- _Instructions for the task_:
Extend the conference abstract on removing residual monomer from polymer latexes with supercritical carbon dioxide, picking up after its final sentence.

(104c) Residual Monomer Reduction In Polymer Latexes Using Supercritical Carbon Dioxide
AIChE Annual Meeting
2008
2008 Annual Meeting
Separations Division
New Developments In Extractive Separations
Monday, November 17, 2008 - 1:15pm to 1:35pm
An important issue in the production of polymeric materials is the amount of residual monomer that remains in the product after polymerization. Existing techniques to reduce the amount of residual monomer are energy-intensive, time consuming and not able to meet future requirements for the level of residual monomer in polymer based products. As an alternative a (sc)CO2 based extraction process of the monomer from the polymer is evaluated.
Carbon dioxide is chosen as extraction medium for its many advantageous characteristics over other solvents. Carbon dioxide is a so called ?green solvent? due to its environmentally benign nature and its low toxicity and flammability. Moreover, carbon dioxide at supercritical conditions (Tc=31°C and Pc=74 bar) is liquid-like in density and gas-like in viscosity and diffusion coefficient of solutes. As the critical conditions are relatively mild, easy separation of low molecular species is obtained by simply tuning pressure and temperature.
In the (sc)CO2 based extraction column for the reduction of residual monomer in latex products, latex droplets (~250 mm) are dispersed in (sc)CO2. The latex droplets contain submicron (~100 nm) polymer paricles. Monomer diffuses from the polymer via the water phase into the (sc)CO2 phase. A parallel mass transfer mechanism is diffusion of the monomer from the polymer particles directly to the (sc)CO2 phase. This occurs when a particle resides at the water-(sc)CO2 interface and is in direct contact with the (sc)CO2 phase. This mass transfer mechanism is also reffered to as the shuttle effect. Figure 1 illustrates the mass transfer mechanisms in the extraction column.

- _Data to examine_:

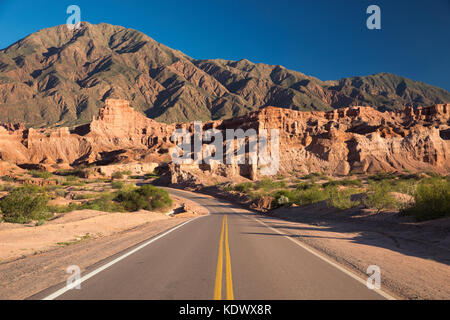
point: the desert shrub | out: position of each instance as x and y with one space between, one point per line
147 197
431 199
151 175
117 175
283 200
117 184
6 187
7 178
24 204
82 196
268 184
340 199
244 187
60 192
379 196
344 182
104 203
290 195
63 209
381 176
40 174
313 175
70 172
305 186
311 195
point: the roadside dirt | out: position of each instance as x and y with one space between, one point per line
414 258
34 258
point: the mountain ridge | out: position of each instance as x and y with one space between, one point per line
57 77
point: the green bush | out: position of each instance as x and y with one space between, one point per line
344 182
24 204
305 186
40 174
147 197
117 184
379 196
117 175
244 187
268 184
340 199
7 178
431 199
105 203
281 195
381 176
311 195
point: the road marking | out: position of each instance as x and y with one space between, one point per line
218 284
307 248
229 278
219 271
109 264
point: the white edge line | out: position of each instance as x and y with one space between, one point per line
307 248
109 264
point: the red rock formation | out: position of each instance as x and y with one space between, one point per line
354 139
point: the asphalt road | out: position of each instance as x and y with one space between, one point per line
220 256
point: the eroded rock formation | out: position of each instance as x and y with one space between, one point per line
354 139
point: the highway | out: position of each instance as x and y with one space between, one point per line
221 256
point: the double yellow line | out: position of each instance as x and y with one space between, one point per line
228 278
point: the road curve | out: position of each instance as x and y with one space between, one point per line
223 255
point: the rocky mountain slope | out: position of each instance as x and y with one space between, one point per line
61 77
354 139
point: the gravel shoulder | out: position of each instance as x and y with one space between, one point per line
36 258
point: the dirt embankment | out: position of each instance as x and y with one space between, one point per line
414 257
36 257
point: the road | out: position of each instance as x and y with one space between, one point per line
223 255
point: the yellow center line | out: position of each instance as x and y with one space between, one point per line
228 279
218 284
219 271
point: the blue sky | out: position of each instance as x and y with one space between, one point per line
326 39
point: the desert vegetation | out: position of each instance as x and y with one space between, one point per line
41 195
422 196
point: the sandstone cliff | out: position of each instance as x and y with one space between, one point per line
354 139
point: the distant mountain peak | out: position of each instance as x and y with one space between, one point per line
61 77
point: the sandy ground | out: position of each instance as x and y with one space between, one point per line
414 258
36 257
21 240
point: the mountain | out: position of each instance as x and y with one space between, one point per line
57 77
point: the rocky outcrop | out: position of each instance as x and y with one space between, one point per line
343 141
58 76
---
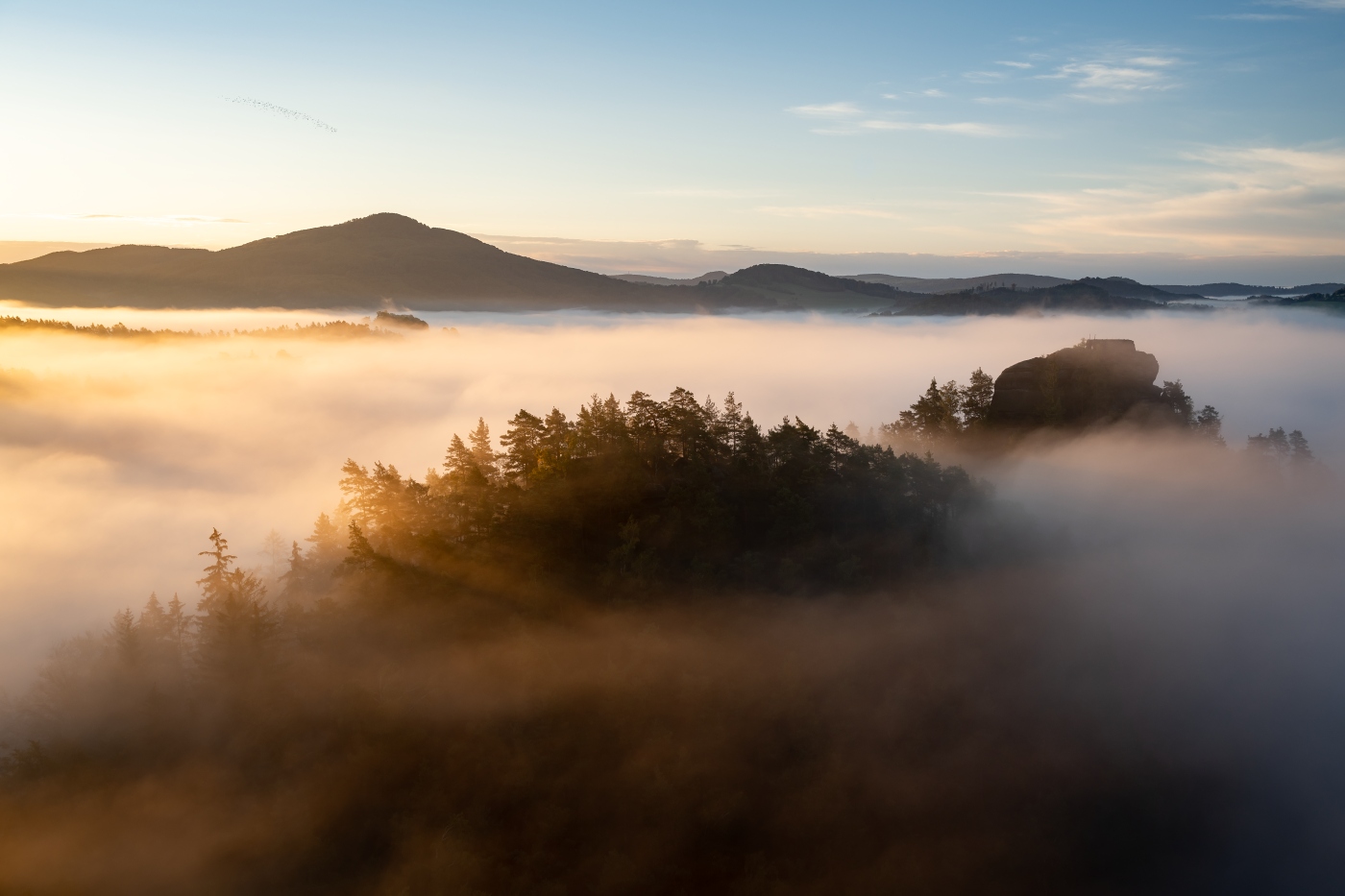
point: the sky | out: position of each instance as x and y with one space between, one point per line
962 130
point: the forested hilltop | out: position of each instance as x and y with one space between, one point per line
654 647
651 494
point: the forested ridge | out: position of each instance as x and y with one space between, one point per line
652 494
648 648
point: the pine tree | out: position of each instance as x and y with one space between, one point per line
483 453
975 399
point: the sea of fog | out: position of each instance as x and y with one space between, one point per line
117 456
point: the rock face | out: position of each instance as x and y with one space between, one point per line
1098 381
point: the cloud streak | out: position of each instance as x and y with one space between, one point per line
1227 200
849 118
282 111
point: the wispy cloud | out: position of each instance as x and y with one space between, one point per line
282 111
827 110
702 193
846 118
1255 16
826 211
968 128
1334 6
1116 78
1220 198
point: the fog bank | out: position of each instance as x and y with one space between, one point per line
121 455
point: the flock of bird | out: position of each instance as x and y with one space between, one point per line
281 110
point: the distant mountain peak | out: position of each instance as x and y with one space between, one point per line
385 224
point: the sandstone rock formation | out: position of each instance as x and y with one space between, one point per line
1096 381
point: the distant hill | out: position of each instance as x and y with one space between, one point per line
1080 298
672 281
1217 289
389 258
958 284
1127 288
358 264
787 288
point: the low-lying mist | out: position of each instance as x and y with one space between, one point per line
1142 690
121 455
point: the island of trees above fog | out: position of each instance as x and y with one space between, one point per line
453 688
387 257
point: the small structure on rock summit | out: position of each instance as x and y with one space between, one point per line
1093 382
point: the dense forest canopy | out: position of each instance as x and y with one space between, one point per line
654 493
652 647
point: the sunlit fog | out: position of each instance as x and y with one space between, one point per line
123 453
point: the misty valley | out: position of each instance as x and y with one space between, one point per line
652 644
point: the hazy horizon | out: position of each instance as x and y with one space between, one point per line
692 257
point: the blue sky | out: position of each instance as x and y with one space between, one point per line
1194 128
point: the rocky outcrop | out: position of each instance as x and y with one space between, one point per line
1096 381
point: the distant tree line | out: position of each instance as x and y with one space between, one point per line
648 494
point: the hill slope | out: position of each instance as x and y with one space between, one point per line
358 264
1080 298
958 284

- _Answer to this exercise_:
Figure 1 Mass transfer in series (a) and the shuttle effect (b).
For the shuttle effect to dominate mass transfer, only a small fraction of the (sc)CO2-water interface has to be occupied with polymer particles due to the plasticizing effect of (sc)CO2. The plasticizing effect of (sc)CO2 results in a tremendous increase of the monomer diffusion coefficient in the polymer. Our work demonstrates that (sc)CO2 based extraction to reduce residual monomer in polymer products is a very promising and a sustainable alternative to existing techniques, e.g. steam stripping.
References
1. M. F. Kemmere, M. H. W. Cleven, M. A. van Schilt, J. T. F. Keurentjes, ?Process design for the removal of residual monomer from latex products using supercritical carbon dioxide?, Chemical Engineering Science, 2002, 57, 3929-3937.
2. M. Gornert, G. Sadowski, ?Phase Equilibrum Measurements of the Polystyrene/Styrene/Carbon Dioxide Ternary System at elevated Pressures using ATR-FTIR Spectroscopy?, Macromolecular Symposia, 2007, 259, 236-242.